### [Do this]
Update the listing below by replacing "number card" with "name plate", leaving everything else unchanged.

### [Working data]

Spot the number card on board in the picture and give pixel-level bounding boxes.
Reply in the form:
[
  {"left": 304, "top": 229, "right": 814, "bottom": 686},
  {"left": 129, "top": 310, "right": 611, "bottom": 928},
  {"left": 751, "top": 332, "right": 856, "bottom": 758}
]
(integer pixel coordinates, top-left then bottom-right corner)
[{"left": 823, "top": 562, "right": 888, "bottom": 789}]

### [Task response]
Spot the name plate on board in the picture and give pixel-level bounding boxes.
Reply in the form:
[
  {"left": 304, "top": 229, "right": 814, "bottom": 686},
  {"left": 129, "top": 310, "right": 611, "bottom": 928},
  {"left": 751, "top": 332, "right": 856, "bottom": 758}
]
(integer pixel coordinates, top-left then bottom-right corner)
[{"left": 823, "top": 562, "right": 888, "bottom": 789}]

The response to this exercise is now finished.